* USING THE INFORMATION *
A: In the commentary on Donald Trump's presidential style, by how many votes did Trump lose the popular vote?
B: Resume the commentary on Donald Trump's presidential style, writing on from its final paragraph.

### EXCERPT PROVIDED

It’s amazing how little Donald Trump has changed since he became president, even though his victory was a squeaker in which he lost the popular vote by 3 million votes.
Any other president would have seen a need to soften his blunt and bullying style and make his agenda more likable. Not Trump. A small minority of Republicans finds him annoying or offensive, but he’s done nothing to mollify their concerns. They’re an important bloc: women, suburbanites, squishy Republicans, independents, Never Trump diehards. They appeared to be more hostile to Trump in the 2018 midterm elections when he wasn’t on the ballot than in the 2016 election when he was.
Trump specializes in tactics that alienate his targets, such as the media. Wooing them to get favorable coverage is the furthest thing from his mind. He refers to them as enemies of the people that produce “fake news,” a term Trump has popularized. They specialize in criticizing him relentlessly.

######
### LISTED RECORDS

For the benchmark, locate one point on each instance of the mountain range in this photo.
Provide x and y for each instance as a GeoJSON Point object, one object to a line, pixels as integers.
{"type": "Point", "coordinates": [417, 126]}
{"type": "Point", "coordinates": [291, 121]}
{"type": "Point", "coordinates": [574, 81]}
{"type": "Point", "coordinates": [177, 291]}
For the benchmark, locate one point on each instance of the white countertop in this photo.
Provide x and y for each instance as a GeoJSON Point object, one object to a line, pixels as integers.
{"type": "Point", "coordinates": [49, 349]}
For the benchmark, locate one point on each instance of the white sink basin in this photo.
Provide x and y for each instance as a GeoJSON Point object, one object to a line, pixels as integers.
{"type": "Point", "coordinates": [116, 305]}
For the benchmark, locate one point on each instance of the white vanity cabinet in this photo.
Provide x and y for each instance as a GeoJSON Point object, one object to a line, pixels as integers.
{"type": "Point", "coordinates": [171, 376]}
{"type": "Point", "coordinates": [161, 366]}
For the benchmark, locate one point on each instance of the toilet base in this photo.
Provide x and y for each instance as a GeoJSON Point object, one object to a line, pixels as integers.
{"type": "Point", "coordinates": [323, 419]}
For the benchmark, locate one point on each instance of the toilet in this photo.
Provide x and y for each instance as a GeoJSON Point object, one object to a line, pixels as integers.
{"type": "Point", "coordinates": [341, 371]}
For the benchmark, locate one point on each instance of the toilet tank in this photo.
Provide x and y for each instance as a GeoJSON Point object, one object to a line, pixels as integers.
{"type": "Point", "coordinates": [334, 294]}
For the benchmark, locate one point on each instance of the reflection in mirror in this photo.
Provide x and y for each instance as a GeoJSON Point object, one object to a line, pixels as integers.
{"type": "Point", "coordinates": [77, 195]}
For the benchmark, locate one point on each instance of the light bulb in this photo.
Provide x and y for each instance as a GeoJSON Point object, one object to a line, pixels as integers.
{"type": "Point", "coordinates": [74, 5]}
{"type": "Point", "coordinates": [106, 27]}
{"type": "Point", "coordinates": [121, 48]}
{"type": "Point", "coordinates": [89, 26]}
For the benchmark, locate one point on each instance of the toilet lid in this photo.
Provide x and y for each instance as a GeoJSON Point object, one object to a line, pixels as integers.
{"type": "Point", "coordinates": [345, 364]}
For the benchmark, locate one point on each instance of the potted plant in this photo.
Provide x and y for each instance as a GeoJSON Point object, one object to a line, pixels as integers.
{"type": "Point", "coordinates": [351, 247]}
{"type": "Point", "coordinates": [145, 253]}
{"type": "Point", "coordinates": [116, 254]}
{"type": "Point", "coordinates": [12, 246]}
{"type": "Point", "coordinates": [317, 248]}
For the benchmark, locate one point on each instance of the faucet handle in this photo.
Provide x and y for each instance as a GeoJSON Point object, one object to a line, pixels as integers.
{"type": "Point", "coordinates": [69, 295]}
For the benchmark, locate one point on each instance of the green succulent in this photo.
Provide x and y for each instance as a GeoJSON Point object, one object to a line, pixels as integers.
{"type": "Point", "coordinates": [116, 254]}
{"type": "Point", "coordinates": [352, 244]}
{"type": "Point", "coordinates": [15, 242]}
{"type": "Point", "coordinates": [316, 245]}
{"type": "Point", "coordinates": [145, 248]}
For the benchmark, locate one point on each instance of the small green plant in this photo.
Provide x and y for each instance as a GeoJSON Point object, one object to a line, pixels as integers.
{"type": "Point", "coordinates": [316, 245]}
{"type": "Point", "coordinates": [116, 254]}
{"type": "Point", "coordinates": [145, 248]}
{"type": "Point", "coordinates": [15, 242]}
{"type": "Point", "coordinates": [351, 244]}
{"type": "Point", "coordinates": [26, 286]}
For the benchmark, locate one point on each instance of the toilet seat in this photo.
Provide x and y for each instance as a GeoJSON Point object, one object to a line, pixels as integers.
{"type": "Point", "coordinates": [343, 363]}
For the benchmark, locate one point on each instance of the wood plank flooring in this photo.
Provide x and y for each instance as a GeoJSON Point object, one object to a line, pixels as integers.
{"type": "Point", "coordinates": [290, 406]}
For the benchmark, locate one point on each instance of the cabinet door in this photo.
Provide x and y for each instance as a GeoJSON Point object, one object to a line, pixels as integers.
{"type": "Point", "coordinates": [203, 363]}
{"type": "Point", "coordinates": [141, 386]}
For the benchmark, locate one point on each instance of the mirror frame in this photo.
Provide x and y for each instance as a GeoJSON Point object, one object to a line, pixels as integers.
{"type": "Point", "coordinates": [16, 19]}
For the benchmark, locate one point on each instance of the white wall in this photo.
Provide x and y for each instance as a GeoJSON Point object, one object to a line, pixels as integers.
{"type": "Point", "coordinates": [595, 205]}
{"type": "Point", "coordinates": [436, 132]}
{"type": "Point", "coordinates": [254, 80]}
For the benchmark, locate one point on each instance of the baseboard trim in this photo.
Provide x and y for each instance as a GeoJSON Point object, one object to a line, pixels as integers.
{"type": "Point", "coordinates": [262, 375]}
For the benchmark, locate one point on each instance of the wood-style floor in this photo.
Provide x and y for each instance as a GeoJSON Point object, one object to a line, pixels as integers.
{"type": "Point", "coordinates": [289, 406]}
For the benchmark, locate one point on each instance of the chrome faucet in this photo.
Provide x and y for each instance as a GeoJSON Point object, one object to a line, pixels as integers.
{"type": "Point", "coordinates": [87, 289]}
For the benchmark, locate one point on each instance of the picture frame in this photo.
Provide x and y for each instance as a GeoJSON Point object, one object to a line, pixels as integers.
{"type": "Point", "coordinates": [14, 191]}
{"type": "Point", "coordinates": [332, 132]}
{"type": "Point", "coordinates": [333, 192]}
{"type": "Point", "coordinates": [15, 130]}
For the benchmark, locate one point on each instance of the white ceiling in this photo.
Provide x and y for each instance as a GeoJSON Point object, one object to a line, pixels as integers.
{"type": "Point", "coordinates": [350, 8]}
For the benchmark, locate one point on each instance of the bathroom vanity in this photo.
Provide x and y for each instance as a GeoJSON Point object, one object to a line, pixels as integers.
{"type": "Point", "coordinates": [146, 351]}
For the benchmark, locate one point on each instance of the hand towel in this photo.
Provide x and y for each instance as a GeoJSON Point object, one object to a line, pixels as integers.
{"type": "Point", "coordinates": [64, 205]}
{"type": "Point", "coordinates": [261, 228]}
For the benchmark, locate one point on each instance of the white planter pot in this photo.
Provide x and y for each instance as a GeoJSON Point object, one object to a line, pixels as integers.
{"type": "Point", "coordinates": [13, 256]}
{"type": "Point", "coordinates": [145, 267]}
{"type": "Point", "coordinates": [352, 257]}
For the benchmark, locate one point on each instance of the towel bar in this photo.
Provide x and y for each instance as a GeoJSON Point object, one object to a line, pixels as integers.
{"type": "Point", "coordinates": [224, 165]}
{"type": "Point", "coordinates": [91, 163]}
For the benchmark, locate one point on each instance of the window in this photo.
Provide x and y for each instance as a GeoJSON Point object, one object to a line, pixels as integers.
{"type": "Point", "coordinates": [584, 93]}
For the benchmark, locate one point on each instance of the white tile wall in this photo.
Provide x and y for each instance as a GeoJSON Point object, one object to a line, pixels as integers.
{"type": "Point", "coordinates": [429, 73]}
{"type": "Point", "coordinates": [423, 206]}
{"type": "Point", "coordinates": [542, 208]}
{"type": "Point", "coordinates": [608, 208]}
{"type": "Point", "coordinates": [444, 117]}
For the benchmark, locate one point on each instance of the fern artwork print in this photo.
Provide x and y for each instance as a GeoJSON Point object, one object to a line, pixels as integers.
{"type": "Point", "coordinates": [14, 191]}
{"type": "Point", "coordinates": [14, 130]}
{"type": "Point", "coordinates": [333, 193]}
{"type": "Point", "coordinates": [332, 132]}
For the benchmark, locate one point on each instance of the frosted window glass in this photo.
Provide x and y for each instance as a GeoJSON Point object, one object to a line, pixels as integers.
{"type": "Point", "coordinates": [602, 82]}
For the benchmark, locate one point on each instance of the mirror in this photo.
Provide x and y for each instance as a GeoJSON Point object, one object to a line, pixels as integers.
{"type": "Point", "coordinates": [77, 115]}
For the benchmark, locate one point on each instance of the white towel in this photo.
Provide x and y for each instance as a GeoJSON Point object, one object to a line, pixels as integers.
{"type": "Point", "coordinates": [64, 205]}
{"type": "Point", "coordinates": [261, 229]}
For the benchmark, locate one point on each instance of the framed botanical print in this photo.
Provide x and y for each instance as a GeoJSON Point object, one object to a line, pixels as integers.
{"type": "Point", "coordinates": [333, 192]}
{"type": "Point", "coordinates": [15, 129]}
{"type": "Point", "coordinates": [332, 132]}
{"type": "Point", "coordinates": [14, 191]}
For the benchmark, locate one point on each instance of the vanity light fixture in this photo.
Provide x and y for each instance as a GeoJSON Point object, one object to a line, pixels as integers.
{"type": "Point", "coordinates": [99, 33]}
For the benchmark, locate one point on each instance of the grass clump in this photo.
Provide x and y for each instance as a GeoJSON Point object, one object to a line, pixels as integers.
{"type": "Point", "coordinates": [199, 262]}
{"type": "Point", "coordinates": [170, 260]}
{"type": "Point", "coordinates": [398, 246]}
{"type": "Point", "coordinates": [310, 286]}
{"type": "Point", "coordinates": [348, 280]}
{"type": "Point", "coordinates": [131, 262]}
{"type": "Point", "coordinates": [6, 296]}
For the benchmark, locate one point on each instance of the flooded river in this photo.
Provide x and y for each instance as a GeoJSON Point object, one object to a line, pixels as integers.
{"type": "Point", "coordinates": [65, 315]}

######

* RESPONSES *
A: 3 million votes.

B:
For Trump, the tweet is a tool of attack. He refuses to stop, though Senate Majority Leader Mitch McConnell has advised him to, and actor Clint Eastwood told the Wall Street Journal that Trump should act “in a more genteel way, without tweeting and calling people names.”
He refuses to recognize sacred cows. And politicians are supposed to be diplomatic in picking their prey. Trump isn’t. He tweeted that liberal Supreme Court judges Ruth Bader Ginsburg and Sonia Sotomayor are biased and should recuse themselves from cases involving him and his administration. Practically nothing is off-limits to Trump.
His harsh personal attacks have a political cost. “What he misses are opportunities to enlarge his base,” says Fox News commentator Brit Hume. He pushes away irritated voters.
It’s not that Trump is indifferent to his political base. On the contrary, it’s his No. 1 priority. He’s continued the rallies that were the heart of the 2016 campaign. They were a love affair between a candidate and his most ardent supporters. Journalists have likened this relationship to that between Democrat Bernie Sanders and his fans. But it’s not. There’s a difference between a binding tie and an ideological attachment.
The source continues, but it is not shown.